Records drawn from a dataset
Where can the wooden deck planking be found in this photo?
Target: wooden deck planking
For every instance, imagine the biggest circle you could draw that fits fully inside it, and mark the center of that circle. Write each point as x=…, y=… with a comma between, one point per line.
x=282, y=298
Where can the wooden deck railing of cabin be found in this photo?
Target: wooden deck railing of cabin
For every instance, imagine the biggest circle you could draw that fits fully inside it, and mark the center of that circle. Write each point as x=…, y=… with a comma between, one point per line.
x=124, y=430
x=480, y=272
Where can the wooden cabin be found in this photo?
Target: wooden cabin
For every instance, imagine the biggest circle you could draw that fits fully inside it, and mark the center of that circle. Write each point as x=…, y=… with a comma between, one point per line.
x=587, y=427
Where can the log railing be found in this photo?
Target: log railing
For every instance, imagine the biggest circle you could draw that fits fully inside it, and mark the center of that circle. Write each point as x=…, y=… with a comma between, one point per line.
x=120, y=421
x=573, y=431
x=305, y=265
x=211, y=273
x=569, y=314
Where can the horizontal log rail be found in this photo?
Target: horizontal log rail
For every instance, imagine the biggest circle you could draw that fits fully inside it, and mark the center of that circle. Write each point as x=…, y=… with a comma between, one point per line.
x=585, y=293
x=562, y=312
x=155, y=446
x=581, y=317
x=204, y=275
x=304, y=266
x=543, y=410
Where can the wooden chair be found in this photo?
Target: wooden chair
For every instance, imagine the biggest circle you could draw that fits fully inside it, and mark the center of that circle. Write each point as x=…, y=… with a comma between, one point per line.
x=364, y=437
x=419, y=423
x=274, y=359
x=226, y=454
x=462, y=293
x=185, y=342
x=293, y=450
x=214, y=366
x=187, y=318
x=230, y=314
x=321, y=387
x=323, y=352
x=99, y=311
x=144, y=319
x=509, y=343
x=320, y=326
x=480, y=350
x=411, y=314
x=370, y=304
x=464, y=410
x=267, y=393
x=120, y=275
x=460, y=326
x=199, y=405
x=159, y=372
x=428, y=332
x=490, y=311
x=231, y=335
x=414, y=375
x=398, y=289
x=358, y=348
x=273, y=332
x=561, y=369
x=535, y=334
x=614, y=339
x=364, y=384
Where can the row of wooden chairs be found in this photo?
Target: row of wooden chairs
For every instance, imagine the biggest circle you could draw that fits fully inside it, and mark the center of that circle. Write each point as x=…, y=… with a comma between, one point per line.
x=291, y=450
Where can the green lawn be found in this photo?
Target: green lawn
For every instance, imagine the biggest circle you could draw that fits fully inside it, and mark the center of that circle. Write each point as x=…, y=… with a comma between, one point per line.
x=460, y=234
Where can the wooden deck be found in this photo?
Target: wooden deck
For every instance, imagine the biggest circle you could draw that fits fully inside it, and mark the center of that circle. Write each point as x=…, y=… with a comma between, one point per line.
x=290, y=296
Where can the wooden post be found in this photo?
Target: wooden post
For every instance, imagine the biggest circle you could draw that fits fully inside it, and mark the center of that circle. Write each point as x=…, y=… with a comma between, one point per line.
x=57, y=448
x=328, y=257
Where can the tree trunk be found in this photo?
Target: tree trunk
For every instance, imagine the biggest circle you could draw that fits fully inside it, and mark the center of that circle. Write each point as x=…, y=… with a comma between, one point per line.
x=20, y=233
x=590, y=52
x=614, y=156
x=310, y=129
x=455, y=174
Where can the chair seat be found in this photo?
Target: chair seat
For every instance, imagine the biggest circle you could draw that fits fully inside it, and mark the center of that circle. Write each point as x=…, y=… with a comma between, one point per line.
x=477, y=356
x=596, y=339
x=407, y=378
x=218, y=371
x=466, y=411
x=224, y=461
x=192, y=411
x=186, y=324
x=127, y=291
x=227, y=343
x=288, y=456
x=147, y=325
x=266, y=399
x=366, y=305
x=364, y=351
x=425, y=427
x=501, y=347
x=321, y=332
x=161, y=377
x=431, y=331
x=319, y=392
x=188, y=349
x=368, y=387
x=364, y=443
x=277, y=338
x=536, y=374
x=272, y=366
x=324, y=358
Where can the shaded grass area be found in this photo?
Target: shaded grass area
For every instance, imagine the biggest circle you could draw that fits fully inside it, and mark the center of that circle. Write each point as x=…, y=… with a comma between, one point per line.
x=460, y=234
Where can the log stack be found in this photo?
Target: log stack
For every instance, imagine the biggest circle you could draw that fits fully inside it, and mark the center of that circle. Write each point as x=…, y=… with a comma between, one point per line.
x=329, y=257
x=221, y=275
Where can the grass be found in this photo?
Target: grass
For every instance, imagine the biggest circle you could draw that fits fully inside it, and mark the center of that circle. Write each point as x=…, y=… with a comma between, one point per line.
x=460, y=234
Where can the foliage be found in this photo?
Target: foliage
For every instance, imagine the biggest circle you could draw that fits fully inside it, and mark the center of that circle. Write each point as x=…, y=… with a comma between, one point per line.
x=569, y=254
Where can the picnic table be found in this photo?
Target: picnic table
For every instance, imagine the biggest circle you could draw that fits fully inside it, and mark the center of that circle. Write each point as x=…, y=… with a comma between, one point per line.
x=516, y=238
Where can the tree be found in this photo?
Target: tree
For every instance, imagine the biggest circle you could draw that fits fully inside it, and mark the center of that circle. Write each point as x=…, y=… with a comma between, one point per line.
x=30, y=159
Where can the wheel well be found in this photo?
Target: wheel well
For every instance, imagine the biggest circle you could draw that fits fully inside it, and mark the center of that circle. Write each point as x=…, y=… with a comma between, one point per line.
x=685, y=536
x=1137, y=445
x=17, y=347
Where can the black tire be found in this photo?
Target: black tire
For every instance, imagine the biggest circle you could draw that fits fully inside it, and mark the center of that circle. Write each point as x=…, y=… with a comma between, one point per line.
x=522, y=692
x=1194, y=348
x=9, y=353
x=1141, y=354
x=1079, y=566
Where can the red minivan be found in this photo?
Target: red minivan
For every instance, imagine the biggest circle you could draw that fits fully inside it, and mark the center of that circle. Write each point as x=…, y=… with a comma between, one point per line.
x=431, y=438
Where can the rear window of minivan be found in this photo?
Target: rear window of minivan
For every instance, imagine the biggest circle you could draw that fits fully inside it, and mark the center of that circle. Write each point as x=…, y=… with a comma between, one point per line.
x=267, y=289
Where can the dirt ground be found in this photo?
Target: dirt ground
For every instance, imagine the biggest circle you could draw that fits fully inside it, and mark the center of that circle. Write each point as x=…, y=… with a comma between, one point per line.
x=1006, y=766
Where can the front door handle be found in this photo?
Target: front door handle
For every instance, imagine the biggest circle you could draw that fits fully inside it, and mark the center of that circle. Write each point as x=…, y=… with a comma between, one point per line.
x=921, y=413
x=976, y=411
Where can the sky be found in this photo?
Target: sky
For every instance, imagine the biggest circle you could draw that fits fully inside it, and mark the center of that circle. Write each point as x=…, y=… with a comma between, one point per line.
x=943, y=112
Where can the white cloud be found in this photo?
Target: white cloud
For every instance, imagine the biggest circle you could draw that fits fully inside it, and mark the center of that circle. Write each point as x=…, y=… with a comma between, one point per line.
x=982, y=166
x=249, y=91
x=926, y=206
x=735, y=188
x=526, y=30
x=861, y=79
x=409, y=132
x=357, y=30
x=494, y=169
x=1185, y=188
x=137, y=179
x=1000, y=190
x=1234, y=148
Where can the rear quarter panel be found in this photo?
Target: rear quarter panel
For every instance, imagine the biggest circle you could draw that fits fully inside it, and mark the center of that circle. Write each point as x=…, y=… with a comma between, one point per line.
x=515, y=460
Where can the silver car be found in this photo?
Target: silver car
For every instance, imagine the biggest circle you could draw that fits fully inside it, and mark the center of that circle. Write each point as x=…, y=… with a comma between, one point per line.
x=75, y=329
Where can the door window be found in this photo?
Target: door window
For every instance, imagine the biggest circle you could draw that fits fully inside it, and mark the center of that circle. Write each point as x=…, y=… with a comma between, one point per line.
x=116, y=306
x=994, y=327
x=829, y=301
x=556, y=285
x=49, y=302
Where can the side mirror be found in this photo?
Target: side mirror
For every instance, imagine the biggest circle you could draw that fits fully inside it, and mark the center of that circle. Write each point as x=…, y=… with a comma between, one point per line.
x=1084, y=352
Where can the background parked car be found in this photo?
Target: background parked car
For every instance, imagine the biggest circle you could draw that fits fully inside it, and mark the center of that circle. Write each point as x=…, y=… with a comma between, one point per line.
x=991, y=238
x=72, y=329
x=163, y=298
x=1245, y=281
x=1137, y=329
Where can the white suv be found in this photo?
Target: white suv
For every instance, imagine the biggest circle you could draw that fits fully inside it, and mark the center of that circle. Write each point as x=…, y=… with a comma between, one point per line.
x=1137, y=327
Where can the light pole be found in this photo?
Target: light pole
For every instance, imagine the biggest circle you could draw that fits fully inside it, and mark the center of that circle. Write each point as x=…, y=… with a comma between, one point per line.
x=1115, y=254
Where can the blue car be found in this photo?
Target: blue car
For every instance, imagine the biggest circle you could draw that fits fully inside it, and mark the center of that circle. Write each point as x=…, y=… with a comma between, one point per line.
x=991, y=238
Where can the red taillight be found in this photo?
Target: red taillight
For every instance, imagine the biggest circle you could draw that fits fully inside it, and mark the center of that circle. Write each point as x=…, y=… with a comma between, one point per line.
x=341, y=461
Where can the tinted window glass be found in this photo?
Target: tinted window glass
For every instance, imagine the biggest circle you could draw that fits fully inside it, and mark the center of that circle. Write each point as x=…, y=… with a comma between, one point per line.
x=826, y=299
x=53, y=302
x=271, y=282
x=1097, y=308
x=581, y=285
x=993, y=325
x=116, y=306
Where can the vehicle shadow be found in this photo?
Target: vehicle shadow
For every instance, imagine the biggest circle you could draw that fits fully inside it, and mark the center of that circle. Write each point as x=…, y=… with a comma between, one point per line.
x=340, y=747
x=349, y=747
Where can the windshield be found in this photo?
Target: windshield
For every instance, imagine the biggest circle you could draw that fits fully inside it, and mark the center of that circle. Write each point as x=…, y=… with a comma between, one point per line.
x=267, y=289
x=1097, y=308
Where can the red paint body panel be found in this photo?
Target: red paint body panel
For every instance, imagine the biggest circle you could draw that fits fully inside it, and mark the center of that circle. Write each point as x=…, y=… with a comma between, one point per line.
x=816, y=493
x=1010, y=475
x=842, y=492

▶ _What needs to be done_
Word for word, restate the lines of the data above that fall between the line holding "Target: front door handle" and the line holding "Target: sky", inclusive, and no other lines.

▶ _Output below_
Target: front door handle
For every instance, imagine the biggest circle you could draw that fits fully inside it, and mark the center of that circle. Write each point as x=…, y=… with a comma between, one point per line.
x=921, y=413
x=976, y=411
Where can the sky be found in this photo?
Target: sky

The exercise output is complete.